— begin Source passage —

The winner of the BP portrait prize was Thomas Ganter for his portrait ‘Man with a Plaid Blanket which features a homeless subject painted against a beautifully designed background made using gold leaf. The image itself was extremely powerful, as viewers look at the painting the homeless man gazes down at them with a striking and confident expression. The subjects clothing and the paintings title contrast with the beautiful and grand looking background which adds to the images appeal. Ganter wanted to portray the homeless man in a respectful way, so he brought the subject away from a natural environment and made the portrait look like that of someone who hold huge importance. He wanted to deliver the message that everyone is important and deserves respect. This portrait is powerful and unique with an important message to tell onlookers, the visuals are beautiful and the painting technique is greatly detailed highlighting the tones in the skin and the stitching on material making this portrait a worthy winner.

— end Source passage —

Objective
Write a continuation of the text on the winning BP portrait prize painting, starting right after its final sentence.

— begin Data excerpts —

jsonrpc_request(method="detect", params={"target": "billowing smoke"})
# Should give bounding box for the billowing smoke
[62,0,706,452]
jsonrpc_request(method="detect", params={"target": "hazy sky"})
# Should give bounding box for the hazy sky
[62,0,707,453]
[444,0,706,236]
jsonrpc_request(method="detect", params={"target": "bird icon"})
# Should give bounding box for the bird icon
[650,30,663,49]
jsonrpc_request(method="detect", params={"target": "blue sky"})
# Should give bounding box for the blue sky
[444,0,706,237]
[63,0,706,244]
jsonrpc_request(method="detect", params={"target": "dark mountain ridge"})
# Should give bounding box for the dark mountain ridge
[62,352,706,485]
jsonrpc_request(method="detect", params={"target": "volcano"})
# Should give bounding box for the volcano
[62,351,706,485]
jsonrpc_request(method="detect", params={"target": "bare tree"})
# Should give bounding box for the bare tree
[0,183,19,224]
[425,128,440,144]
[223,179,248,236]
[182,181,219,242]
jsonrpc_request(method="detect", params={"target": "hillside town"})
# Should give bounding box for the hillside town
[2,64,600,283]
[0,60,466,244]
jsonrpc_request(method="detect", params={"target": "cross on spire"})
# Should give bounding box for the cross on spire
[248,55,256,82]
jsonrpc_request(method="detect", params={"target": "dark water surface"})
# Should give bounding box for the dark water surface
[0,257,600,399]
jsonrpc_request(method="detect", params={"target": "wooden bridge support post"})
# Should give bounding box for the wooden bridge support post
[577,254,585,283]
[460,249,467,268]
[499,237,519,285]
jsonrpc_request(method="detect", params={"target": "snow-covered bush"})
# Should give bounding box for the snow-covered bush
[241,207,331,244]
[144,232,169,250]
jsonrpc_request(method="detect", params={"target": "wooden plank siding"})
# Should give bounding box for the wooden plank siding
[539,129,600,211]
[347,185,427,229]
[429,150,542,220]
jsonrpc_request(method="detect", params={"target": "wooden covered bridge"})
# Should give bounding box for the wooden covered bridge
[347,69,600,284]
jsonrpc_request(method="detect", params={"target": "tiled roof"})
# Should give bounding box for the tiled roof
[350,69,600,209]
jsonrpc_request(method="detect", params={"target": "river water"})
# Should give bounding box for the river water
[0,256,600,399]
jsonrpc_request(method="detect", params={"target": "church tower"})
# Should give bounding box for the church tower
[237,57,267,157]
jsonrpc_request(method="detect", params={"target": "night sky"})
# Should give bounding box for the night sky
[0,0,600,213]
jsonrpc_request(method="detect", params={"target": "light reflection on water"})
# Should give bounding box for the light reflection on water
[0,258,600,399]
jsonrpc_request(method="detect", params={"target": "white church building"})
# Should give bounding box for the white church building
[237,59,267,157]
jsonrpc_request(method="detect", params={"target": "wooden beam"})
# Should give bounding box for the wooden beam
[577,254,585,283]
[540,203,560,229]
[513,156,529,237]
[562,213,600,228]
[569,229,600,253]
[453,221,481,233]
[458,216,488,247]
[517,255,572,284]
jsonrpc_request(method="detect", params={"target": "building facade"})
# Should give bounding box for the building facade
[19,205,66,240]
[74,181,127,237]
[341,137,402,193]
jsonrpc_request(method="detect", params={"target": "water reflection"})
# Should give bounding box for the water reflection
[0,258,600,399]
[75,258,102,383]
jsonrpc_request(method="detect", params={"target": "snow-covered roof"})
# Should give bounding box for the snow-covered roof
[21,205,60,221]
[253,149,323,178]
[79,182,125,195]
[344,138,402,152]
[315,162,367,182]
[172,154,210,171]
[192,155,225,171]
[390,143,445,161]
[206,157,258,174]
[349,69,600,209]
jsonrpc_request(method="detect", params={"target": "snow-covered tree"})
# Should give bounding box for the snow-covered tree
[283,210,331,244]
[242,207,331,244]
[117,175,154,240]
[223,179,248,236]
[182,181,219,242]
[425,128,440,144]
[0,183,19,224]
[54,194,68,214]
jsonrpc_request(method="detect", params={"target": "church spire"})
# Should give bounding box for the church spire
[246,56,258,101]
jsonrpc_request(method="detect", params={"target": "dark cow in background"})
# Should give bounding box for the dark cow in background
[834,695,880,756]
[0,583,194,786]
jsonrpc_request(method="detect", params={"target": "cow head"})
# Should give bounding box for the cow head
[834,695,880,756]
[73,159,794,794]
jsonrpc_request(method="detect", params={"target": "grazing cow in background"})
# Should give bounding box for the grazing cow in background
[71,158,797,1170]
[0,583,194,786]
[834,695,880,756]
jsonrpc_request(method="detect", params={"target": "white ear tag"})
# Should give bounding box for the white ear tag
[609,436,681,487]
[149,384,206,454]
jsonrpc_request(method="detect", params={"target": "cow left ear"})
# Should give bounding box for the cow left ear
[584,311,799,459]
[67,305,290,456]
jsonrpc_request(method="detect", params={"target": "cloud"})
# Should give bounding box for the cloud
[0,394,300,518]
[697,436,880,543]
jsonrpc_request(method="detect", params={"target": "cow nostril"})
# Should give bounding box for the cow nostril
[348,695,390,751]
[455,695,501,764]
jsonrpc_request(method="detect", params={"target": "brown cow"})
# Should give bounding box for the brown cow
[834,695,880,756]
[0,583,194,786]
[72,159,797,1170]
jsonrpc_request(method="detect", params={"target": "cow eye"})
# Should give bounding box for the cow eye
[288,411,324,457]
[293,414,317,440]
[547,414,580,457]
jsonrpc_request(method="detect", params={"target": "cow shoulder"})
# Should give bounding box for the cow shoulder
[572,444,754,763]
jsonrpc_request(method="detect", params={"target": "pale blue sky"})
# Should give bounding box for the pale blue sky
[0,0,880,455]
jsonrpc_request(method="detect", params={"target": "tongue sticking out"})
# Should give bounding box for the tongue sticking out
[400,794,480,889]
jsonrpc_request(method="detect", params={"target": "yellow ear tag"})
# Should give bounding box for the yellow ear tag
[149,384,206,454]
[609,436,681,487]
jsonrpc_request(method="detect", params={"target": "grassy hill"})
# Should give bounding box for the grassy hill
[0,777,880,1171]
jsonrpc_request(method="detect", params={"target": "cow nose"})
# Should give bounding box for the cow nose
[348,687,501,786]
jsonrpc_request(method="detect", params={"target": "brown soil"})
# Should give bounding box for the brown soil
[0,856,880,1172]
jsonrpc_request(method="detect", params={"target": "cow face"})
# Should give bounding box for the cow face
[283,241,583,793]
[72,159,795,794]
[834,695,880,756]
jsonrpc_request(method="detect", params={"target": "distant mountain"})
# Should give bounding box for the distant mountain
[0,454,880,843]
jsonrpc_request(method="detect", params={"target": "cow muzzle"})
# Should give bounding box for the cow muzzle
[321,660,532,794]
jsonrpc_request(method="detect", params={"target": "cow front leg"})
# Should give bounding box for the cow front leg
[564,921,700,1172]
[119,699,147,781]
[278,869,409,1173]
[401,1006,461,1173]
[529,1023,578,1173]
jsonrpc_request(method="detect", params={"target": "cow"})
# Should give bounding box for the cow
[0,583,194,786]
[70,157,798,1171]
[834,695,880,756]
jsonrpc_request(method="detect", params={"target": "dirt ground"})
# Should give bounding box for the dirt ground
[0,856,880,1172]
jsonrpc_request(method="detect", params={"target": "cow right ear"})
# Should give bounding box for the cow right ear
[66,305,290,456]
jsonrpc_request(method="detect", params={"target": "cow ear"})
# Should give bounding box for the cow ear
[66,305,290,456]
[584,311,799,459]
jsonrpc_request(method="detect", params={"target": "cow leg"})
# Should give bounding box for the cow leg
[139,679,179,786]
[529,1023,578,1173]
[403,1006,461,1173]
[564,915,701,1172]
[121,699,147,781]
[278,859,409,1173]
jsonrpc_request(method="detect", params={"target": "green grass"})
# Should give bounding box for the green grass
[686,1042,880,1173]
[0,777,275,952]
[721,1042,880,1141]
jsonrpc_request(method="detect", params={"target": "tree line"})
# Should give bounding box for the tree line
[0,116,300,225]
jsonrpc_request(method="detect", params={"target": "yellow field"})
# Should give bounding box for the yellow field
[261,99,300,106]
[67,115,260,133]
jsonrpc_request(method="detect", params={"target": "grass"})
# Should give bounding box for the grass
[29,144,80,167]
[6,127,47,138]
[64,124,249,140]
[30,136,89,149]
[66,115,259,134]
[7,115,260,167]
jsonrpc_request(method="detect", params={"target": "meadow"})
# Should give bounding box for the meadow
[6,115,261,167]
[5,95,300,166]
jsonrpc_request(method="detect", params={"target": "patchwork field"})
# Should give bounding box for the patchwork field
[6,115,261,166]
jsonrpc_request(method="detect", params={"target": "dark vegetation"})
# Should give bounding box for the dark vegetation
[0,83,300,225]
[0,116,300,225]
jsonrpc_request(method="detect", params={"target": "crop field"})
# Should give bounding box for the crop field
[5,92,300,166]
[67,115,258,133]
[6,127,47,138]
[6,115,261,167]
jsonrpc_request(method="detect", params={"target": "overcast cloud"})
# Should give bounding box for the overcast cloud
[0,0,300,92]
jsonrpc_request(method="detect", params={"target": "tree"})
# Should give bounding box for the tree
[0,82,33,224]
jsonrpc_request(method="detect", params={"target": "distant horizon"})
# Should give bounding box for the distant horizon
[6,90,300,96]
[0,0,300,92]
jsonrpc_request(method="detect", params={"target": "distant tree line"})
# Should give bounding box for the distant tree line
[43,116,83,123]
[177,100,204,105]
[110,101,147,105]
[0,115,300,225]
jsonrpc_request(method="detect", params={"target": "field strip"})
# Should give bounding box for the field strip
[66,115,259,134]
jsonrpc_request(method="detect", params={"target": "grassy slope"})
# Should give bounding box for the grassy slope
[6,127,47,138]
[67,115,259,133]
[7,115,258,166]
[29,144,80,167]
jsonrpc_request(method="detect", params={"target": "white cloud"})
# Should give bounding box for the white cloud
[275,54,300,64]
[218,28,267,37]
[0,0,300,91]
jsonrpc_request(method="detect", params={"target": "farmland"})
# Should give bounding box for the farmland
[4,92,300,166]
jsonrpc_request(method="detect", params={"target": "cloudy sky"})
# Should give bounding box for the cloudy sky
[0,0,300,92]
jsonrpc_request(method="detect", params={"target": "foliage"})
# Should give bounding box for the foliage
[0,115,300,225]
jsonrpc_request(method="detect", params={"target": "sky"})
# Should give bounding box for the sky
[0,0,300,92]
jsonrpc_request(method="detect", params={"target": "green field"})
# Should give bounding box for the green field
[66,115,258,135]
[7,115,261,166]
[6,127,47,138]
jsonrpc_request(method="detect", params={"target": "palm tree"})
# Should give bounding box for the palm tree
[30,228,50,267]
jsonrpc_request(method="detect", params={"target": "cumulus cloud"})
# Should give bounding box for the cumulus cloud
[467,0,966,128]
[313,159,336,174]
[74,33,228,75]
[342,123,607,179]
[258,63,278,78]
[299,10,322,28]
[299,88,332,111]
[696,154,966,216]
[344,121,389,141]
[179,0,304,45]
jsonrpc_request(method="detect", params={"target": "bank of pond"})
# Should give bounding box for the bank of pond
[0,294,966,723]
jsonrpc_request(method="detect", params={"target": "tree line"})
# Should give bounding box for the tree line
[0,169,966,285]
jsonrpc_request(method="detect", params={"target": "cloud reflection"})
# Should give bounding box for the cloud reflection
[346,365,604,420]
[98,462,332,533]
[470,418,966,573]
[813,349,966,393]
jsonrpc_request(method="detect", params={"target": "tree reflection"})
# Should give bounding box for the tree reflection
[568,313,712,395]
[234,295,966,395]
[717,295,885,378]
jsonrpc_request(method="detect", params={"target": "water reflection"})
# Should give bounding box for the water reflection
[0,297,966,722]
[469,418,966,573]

— end Data excerpts —

Task response
Man with a Plaid Blanket' by Thomas Ganter, shortlisted for the BP Portrait Award 2014

‘Man with a Plaid Blanket’, Thomas Ganter, 2014

Overall the exhibition was extremely inspiring because I was able to see how artists represented people known and unknown to them. The ideas and style of painting in each image were so unique – there were portraits that focused on fashion, history and family, all from very different perspectives. Every painting gave me inspiration to try new compositions and themes for my own images as there are so many creative ways to represent people. Viewing the paintings has shown me that every small detail works together to create an atmosphere. Looking through the exhibition i was able to appreciate the modern styles of art as well as the more traditional styles. It was interesting to see how painting styles are always changing and how traditional painting styles are being developed.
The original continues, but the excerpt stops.